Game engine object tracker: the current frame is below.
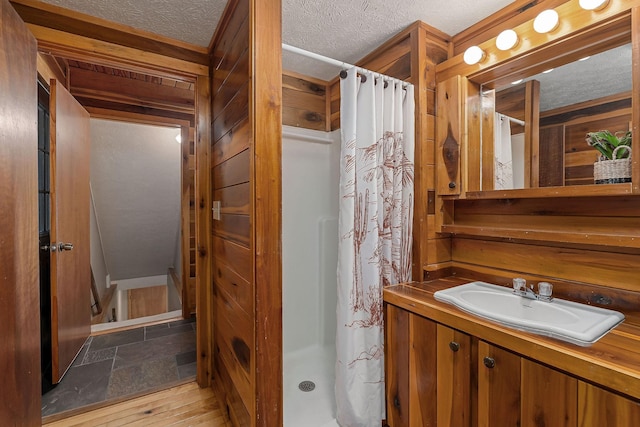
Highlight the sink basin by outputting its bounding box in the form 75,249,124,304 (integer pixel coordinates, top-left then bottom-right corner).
434,282,624,346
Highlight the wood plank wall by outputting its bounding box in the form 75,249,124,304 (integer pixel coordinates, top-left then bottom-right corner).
432,2,640,311
211,0,282,426
211,0,251,426
329,21,450,280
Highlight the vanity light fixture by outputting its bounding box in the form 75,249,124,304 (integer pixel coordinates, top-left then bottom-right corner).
580,0,609,10
533,9,560,34
463,46,484,65
496,30,518,50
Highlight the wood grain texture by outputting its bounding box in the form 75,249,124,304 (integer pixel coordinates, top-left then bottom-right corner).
11,0,207,65
578,381,640,427
38,382,230,427
190,77,215,387
436,76,467,195
127,285,167,319
250,0,283,427
384,304,412,427
437,324,472,427
521,358,578,427
408,308,438,427
0,0,41,426
477,341,520,427
49,80,91,384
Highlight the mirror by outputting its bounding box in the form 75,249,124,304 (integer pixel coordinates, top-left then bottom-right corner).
480,40,632,190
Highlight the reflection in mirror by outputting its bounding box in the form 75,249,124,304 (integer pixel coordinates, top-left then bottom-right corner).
481,44,632,190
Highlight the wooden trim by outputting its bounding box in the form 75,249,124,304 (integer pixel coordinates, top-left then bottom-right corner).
11,0,209,65
27,24,209,80
249,0,283,427
436,0,638,83
91,283,118,324
452,0,570,55
631,6,640,193
195,76,213,387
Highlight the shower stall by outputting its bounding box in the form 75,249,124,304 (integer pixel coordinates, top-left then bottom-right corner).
282,126,340,427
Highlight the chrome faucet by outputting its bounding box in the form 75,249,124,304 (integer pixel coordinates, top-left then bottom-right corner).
513,277,553,302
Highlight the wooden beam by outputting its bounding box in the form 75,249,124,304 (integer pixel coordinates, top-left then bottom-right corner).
195,76,213,387
249,0,283,427
69,67,195,114
11,0,209,65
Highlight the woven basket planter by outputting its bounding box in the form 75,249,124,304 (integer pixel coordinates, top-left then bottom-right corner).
593,146,631,184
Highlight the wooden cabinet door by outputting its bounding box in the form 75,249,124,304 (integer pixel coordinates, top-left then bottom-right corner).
409,314,438,427
521,358,578,427
478,341,520,427
50,80,91,384
578,381,640,427
437,324,473,427
0,0,41,426
384,304,409,427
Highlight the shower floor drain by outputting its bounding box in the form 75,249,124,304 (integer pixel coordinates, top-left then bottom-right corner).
298,381,316,391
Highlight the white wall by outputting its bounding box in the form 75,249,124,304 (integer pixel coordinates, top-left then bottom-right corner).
89,186,111,300
91,119,181,282
282,126,340,353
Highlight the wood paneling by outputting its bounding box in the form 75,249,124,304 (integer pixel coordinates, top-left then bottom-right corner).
250,0,283,427
195,73,215,387
437,324,472,427
11,0,208,65
578,381,640,427
0,0,40,426
521,358,578,427
477,341,521,427
384,304,413,427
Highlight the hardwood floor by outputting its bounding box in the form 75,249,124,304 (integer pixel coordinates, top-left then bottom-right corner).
44,382,231,427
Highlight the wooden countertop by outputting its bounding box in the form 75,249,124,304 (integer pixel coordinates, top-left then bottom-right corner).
384,277,640,400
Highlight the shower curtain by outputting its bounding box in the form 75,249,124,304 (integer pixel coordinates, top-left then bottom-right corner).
336,69,415,427
493,113,513,190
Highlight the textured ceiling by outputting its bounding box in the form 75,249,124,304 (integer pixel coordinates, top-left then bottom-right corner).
90,119,180,280
43,0,513,80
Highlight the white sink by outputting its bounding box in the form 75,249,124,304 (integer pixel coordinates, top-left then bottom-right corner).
434,282,624,346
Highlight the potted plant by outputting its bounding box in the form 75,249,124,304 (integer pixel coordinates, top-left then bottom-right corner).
587,130,631,184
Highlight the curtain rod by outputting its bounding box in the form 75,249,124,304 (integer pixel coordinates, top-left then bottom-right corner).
282,43,411,87
498,113,525,126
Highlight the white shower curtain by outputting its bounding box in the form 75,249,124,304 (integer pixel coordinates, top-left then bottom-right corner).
493,113,513,190
336,69,415,427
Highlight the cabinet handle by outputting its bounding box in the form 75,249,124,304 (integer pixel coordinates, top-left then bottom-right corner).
482,356,496,368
################
◆ What you have to do: Could you write out all the entries above again, replacing every "bounding box" with "enclosing rectangle", changing nothing else and leaving out the pictures?

◆ Response:
Game engine object tracker: the current frame is below.
Highlight the sink basin by outputting its enclosing rectangle in the form 75,249,124,304 (integer pixel coordinates, top-left then bottom-right corner).
434,282,624,346
Highlight the wood plank wall by outputting its enclosing rectangle in the form 75,249,124,304 (integer pixel coordinates, top-left then bottom-right corner).
432,2,640,311
211,0,282,426
211,0,251,426
329,21,450,280
Highlight the vanity light fixture by outputting its enclosing rectangle in the form 75,249,124,304 (integer pixel coordinates, top-left then bottom-right corner).
580,0,609,10
533,9,560,34
463,46,484,65
496,30,518,50
Highlight the wood grain texture by outputting its enclosing rectangle in the form 75,249,124,304 (integer pixel coordinates, top-left then bottom-right corner).
11,0,207,65
578,381,640,427
38,382,230,427
190,77,215,387
436,76,467,195
127,285,167,319
250,0,283,427
384,304,412,427
437,324,472,427
521,358,578,427
408,308,438,427
0,0,41,426
477,341,520,427
49,80,91,384
Highlight the mirror by outputting its enclosing rectangle in the form 75,249,124,304 (integer pixel coordinates, top-left then bottom-right corner).
480,40,632,190
Highlight the reflection in mirror by outputting its enclosing rectangle in the form 75,249,124,304 (integer pixel coordinates, top-left then bottom-right corner).
481,44,632,190
Highlight the wooden trim by outputting its enclosing rectangle in the form 75,249,124,304 (integer pixel coordinates, top-left then bottom-right corner).
11,0,209,65
27,24,209,80
249,0,283,427
436,0,638,83
91,283,118,324
452,0,570,55
631,6,640,193
195,76,213,387
Highlight the shower stall by outputting its enclosing rectangle in the form 75,249,124,304 (integer pixel coordinates, top-left then bottom-right corner).
282,126,340,427
Highlight the chrome faucet by outputting its enclosing rectangle in the form 75,249,124,304 (integer pixel coordinates, top-left then bottom-right corner).
513,277,553,302
Highlight the wooden beam by outputting its enclosing rectangle in the form 75,249,124,304 (integer pixel coordinates, top-left then bottom-right corner).
195,76,213,387
249,0,283,427
69,67,195,114
11,0,209,65
Highlight the woven basket planter by outputting its enclosing rectangle in the form 75,249,124,304 (integer pixel coordinates, top-left then bottom-right corner).
593,146,631,184
Highlight the wooden cabinet door by outputting its enclosing rectangle in the form 75,249,124,304 (integer pixel coordinates, top-left then bottom-right corner).
409,314,438,427
521,358,578,427
478,341,520,427
50,80,91,384
578,381,640,427
437,324,473,427
0,0,41,426
384,304,409,427
Highlight the shower floor drain by outputting its enclosing rectangle in the form 75,249,124,304 (integer pixel coordinates, top-left then bottom-right corner).
298,381,316,391
Highlight the white wall by outputting its enclosing rectangle in the form 75,249,124,304 (integer pixel coordinates, top-left then bottom-right corner).
89,186,111,300
91,119,181,282
282,126,340,353
Highlight the wood paneling by outputting its enclosing rectangle in the form 75,249,124,304 (integer pixel coordinates, top-left then bottom-right corner).
250,0,283,427
195,73,215,387
437,324,472,427
11,0,208,65
578,381,640,427
0,0,40,426
521,358,578,427
477,341,521,427
384,304,413,427
Highlight the hardwood floor by outputting its enclosing rectangle in the form 75,249,124,304 (integer pixel coordinates, top-left then bottom-right corner).
44,382,231,427
Highlight the wooden countertop by outputting its enclosing rectangle in the form 75,249,124,304 (integer pixel coordinates, top-left then bottom-right corner).
384,277,640,400
Highlight the shower curtain by outputting its enclosing rectangle in the form 75,249,124,304 (integer pixel coordinates, top-left then bottom-right corner).
336,69,415,427
493,113,513,190
Highlight the textured ceiling by outputting its enclosing rectangle in the form 75,249,124,304 (integer pixel coordinates, top-left then bottom-right corner).
90,119,180,280
43,0,513,80
Highlight the white sink by outputting its enclosing rectangle in the form 75,249,124,304 (integer pixel coordinates, top-left then bottom-right corner).
434,282,624,346
Highlight the potted plant by outputting its enclosing rectangle in the form 75,249,124,304 (integer pixel coordinates, top-left then bottom-right corner).
587,130,631,184
Highlight the curtain rod by outputting its enclosing rectangle in the form 75,249,124,304 (integer pixel coordinates, top-left then bottom-right corner).
282,43,411,87
498,113,525,126
Highlight the white shower curtain by outputting its enclosing rectangle in the form 75,249,124,304 (integer pixel coordinates, top-left then bottom-right corner).
493,113,513,190
336,69,415,427
Highlight the cabinet handle by outputting its enclosing rectangle in the form 75,249,124,304 (integer pixel coordinates, top-left then bottom-right corner).
482,356,496,368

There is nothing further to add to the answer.